* BEGIN Records for this task *

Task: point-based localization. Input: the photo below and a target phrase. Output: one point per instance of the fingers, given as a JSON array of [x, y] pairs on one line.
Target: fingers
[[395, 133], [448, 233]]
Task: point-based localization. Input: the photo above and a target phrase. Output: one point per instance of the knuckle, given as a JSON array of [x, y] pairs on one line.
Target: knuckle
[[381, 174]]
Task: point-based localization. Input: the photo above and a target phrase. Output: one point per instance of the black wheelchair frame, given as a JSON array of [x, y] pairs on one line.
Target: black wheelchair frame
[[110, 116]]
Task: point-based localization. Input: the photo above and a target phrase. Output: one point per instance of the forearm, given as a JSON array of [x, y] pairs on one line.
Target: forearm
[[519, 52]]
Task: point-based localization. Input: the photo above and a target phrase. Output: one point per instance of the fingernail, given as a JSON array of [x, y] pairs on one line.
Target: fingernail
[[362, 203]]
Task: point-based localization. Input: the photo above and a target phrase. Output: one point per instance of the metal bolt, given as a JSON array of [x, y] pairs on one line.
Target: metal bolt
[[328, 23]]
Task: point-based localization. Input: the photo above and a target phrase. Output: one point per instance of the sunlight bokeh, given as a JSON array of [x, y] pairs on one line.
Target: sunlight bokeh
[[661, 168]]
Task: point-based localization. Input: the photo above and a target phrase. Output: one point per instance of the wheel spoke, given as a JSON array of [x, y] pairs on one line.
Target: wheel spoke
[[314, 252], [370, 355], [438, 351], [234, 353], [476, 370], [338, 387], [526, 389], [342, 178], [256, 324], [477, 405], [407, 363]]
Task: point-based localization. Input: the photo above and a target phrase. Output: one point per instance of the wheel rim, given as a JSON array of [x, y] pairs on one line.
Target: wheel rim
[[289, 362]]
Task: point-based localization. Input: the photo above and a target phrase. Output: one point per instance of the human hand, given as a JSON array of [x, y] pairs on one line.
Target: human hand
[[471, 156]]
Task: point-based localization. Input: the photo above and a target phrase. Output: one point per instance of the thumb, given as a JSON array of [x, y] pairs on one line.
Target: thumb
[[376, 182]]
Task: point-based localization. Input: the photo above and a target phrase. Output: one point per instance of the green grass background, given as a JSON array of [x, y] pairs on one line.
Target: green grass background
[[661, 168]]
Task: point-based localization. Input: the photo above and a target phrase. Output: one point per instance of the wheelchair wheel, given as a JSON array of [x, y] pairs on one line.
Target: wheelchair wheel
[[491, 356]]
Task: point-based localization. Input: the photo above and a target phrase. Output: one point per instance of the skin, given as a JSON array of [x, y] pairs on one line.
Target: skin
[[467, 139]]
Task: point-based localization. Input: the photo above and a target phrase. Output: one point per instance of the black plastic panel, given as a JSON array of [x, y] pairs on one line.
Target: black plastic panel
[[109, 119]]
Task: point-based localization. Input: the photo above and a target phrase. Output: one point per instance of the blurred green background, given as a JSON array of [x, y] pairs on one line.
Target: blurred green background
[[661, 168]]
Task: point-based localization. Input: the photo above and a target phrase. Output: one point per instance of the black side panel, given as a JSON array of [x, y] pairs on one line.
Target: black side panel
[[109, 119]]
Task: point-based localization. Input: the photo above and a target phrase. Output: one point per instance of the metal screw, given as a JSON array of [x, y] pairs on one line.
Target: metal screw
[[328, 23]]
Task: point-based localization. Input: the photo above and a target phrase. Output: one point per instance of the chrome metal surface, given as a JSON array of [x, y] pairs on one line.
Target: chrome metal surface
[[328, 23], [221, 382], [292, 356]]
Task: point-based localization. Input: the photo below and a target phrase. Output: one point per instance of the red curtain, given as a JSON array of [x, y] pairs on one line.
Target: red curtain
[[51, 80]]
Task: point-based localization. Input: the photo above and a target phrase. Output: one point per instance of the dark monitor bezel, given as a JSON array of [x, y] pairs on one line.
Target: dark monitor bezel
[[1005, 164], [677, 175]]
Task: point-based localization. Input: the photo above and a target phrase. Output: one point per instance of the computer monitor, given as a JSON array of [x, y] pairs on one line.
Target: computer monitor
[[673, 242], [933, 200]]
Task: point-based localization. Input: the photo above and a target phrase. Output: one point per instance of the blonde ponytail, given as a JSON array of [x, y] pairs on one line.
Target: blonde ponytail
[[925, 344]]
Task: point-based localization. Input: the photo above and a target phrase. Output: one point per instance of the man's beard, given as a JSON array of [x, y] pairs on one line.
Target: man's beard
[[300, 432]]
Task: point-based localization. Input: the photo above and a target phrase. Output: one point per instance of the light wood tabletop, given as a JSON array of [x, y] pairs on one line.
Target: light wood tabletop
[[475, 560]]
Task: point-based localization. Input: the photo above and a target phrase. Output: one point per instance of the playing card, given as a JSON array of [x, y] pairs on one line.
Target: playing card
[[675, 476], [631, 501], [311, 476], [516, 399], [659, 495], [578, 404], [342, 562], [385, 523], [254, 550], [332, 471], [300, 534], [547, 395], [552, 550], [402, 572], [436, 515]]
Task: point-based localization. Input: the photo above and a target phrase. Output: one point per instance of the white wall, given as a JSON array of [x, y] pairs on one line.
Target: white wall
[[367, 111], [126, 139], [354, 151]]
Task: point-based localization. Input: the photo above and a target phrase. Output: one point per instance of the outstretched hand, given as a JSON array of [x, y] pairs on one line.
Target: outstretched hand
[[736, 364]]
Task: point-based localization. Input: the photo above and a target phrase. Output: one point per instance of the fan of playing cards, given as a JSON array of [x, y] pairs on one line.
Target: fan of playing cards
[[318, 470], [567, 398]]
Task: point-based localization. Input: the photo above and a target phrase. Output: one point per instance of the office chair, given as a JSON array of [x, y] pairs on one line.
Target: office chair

* END Records for this task *

Work to complete: Rewrite all the records above as a JSON list of strings, with each line as its own string and blank lines omitted.

Solution:
[
  "Task: point-based localization. Input: the photo below and a target phrase. Output: one point per instance of the fingers, given as a JSON array of [x, y] pairs on one line.",
  "Target: fingers",
  "[[395, 133], [448, 233]]",
  "Task: point-based localization. Input: the photo above and a target phrase. Output: one point per instance of the knuckle, given as a JSON array of [x, y] pairs on one line.",
  "Target: knuckle",
  "[[381, 174]]",
  "Task: point-based localization. Input: the photo above and a target phrase. Output: one point per instance of the black wheelchair frame, given as a JSON array of [x, y] pairs on one line.",
  "Target: black wheelchair frame",
  "[[110, 116]]",
  "Task: point-based localization. Input: the photo above and a target phrase. Output: one point per instance of the forearm, given as a JSON array of [x, y] pairs on one line.",
  "Target: forearm",
  "[[519, 52]]",
  "Task: point-based localization. Input: the photo above and a target phrase. Output: one point per instance of the fingernail, given as a JSON array of [x, y] pairs on one line.",
  "Target: fingernail",
  "[[362, 203]]",
  "Task: point-based localization. Input: the photo above and a target phrase. Output: one point per instance of the metal bolt, given as a JSON array of [x, y] pairs on one line.",
  "Target: metal bolt",
  "[[328, 23]]",
  "Task: point-based localization. Input: the photo above and a target phrase. Output: one point per instance of the sunlight bokeh, given as a JSON array of [x, y] pairs on one line.",
  "Target: sunlight bokeh",
  "[[661, 168]]",
  "Task: point-based localization. Input: the photo above and a target phrase. Output: one point per instance of the wheel spoke, given as a JSON array of [x, y] pairs on one line.",
  "Target: wheel spoke",
  "[[314, 252], [370, 355], [438, 351], [234, 353], [476, 370], [338, 387], [526, 389], [342, 178], [256, 324], [477, 405], [407, 363]]",
  "Task: point-based localization. Input: the photo above and a target phrase. Output: one point per instance of the wheel rim, given as a JSON array of [x, y] pairs on one line.",
  "Target: wheel rim",
  "[[289, 362]]",
  "Task: point-based localization. Input: the photo above and a target phrase. Output: one point per instance of the human hand, given as a JSON array of [x, y] pairs on one line.",
  "Target: human hand",
  "[[471, 156]]",
  "Task: point-based localization. Input: the photo above and a target phrase. Output: one point per instance of the thumb, given as a JSON array of [x, y] pairs on one line.",
  "Target: thumb",
  "[[376, 182]]",
  "Task: point-based localization. Input: the photo above and a target phrase. Output: one point per instance of the green grass background, given as a JSON array of [x, y] pairs on one line.",
  "Target: green grass background",
  "[[661, 168]]",
  "Task: point-based localization. Input: the photo above and a target phrase. Output: one point per instance of the wheelchair wheel, given as a JSON array of [x, y] pairs on one line.",
  "Target: wheelchair wheel",
  "[[491, 356]]",
  "Task: point-based localization. Input: the photo above and a target phrase. Output: one point per instance of the skin, given as a JSON array of [x, y] pairs on one line.",
  "Target: skin",
  "[[467, 139]]",
  "Task: point-based localization. Input: the photo above and a target phrase. Output: one point per instance of the black plastic panel, given as a JSON array of [x, y] pairs on one line.",
  "Target: black plastic panel",
  "[[109, 119]]",
  "Task: point-based localization. Input: the photo above and a target phrase. Output: one point per instance of the blurred green background, given as a JSON array of [x, y] pairs on one line.",
  "Target: blurred green background",
  "[[661, 168]]",
  "Task: point-based localization. Input: the photo above and a target phrase. Output: one point per instance of the black side panel, given as a JSON array of [x, y] pairs on one line.",
  "Target: black side panel",
  "[[109, 119]]",
  "Task: point-based localization. Input: the photo above and a target phrase. Output: one point per instance of the metal screw, given as a JSON array of [x, y] pairs on one line.",
  "Target: metal screw",
  "[[328, 23]]",
  "Task: point-based localization. Input: the photo above and a target phrase. Output: one point per instance of the chrome metal surface, given as a JSON array of [x, y] pairs on one line.",
  "Target: chrome metal surface",
  "[[328, 23], [221, 382], [292, 356]]",
  "Task: point-based localization. Input: the photo below and a target phrase. Output: one point per instance of the red curtain, given as a JSON array of [x, y] pairs on one line.",
  "Target: red curtain",
  "[[51, 80]]",
  "Task: point-based localization. Input: the photo above and a target phrase. Output: one point per instance of the dark monitor bezel, given as a JSON array of [x, y] pairs on one line.",
  "Target: dark monitor bezel",
  "[[1005, 164], [677, 175]]",
  "Task: point-based localization. Input: the photo above and a target phrase. Output: one point per instance of the computer monitor, given as a JSON array of [x, y] pairs on one line.",
  "Target: computer monitor",
  "[[673, 242], [933, 200]]",
  "Task: point-based localization. Input: the photo above and a target phrase. Output: one point per instance of the blonde ponytail, given as a JSON array of [x, y] pairs on one line.",
  "Target: blonde ponytail",
  "[[925, 344]]",
  "Task: point-based localization. Input: the photo above and a target phrase. Output: one point per instance of the man's beard, given as a JSON array of [x, y] pairs on one line.",
  "Target: man's beard",
  "[[300, 432]]",
  "Task: point-based localization. Input: the photo above and a target phrase. Output: one point per instance of the light wood tabletop, given as a JSON array of [x, y] pairs on one line.",
  "Target: light wood tabletop",
  "[[475, 560]]",
  "Task: point-based localization. Input: the photo above and a target phrase. Output: one point per instance of the playing card, given as a JSON array of [x, y] pairs on one line.",
  "Target: playing card",
  "[[675, 476], [631, 501], [311, 476], [516, 399], [659, 495], [578, 404], [342, 562], [385, 523], [254, 550], [332, 471], [300, 534], [547, 395], [552, 550], [402, 572], [436, 515]]",
  "Task: point-based localization. Input: the photo above and a target phrase. Output: one point per instance of the white wall, given as a JSON array of [x, y] pairs on one line.",
  "Target: white wall",
  "[[367, 111], [126, 139], [354, 151]]",
  "Task: point-based localization. Input: the photo above and a target phrase. Output: one point per instance of the outstretched hand, given as a JSON array of [x, y] pairs on one line.",
  "Target: outstretched hand",
  "[[736, 364]]",
  "Task: point-based localization. Input: the photo above and a target phrase. Output: one point per instance of the fan of playing cards, given as a JSON array of [x, y] pairs on one line.",
  "Target: fan of playing cards",
  "[[318, 470], [567, 398]]",
  "Task: point-based localization. Input: the photo above and a target phrase. Output: one point per instance of the office chair, given as a JSON array of [x, y] pairs on one line.",
  "Target: office chair"
]